* Постановка задачи
Подсчитайте, в скольких строках приведенного ниже списка встречается слово «blue». В ответе укажите только число.

________________

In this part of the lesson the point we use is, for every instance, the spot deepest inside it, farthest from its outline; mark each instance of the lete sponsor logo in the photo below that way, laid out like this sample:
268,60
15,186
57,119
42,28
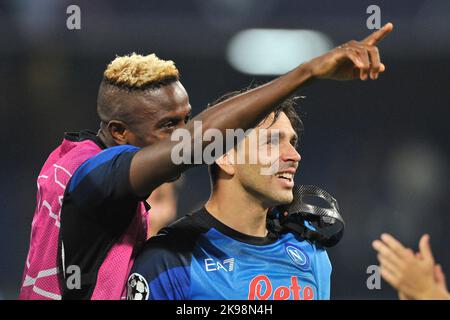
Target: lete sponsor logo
261,288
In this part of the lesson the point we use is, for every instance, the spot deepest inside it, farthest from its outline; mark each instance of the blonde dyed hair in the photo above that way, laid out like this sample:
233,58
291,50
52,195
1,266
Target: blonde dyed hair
139,72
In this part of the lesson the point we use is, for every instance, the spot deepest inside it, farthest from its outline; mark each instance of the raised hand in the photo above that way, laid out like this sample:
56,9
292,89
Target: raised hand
354,59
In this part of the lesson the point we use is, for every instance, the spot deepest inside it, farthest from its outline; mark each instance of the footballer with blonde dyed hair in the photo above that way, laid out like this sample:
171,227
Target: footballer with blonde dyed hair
91,214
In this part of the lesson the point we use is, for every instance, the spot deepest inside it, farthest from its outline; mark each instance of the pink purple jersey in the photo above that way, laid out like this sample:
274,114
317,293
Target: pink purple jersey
87,223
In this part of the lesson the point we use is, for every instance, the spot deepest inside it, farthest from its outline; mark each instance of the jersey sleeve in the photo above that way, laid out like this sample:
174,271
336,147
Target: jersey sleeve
161,272
323,274
102,185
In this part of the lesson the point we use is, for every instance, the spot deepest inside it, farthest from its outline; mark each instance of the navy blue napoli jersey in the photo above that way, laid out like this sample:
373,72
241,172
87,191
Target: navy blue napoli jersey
198,257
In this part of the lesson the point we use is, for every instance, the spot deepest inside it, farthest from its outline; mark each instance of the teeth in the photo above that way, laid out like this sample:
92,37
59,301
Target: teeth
285,175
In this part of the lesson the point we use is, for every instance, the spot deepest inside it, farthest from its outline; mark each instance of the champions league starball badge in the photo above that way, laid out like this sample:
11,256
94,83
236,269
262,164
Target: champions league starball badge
137,287
319,223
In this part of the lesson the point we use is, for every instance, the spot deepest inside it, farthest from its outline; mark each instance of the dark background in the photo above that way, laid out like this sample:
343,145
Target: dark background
380,147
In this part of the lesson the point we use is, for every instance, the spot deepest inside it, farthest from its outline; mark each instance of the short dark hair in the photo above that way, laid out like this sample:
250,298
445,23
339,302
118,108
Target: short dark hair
288,107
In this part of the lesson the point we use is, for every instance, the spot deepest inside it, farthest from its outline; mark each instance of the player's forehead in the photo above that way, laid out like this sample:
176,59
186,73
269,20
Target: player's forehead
171,98
281,124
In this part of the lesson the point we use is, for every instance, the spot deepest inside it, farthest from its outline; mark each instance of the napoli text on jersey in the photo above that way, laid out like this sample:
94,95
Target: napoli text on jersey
198,257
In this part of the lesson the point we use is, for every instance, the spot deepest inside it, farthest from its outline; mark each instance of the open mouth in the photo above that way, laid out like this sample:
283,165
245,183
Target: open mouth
286,176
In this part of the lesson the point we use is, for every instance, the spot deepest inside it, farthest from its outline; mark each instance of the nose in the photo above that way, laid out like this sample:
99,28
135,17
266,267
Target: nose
291,154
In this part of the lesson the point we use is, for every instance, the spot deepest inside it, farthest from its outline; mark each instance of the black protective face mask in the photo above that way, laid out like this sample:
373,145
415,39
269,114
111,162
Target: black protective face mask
322,225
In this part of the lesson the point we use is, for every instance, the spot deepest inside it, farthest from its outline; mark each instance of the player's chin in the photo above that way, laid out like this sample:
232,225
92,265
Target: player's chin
282,197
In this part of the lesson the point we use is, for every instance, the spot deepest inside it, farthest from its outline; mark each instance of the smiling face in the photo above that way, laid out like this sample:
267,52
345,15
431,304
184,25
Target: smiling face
274,188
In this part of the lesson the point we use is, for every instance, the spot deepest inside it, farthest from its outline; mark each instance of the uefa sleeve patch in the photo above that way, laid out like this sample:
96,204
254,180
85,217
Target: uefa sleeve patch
137,287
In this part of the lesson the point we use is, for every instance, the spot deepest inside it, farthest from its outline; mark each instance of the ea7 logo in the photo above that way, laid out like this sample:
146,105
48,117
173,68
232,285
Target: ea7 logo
227,265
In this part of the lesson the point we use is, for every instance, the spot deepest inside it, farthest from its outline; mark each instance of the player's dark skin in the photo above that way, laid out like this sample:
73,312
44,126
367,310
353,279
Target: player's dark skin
168,108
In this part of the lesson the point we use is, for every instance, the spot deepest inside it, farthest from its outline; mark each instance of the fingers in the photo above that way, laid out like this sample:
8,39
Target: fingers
425,249
367,60
378,35
440,276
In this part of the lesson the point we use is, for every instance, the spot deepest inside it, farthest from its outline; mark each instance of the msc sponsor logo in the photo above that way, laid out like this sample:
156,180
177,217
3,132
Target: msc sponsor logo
261,288
300,258
226,265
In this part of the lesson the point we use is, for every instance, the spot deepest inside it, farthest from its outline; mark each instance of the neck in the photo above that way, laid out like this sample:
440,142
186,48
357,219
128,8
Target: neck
107,140
239,211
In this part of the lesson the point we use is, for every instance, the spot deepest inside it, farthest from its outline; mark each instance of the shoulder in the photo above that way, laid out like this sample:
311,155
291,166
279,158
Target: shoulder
178,239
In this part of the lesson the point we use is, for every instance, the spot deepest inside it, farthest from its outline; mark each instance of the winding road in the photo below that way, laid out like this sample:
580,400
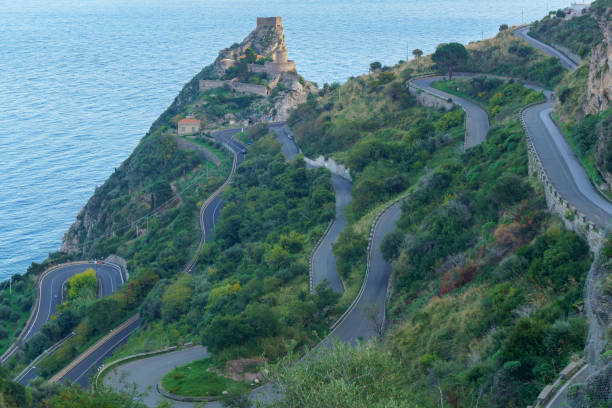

________________

* Результат выполнения
2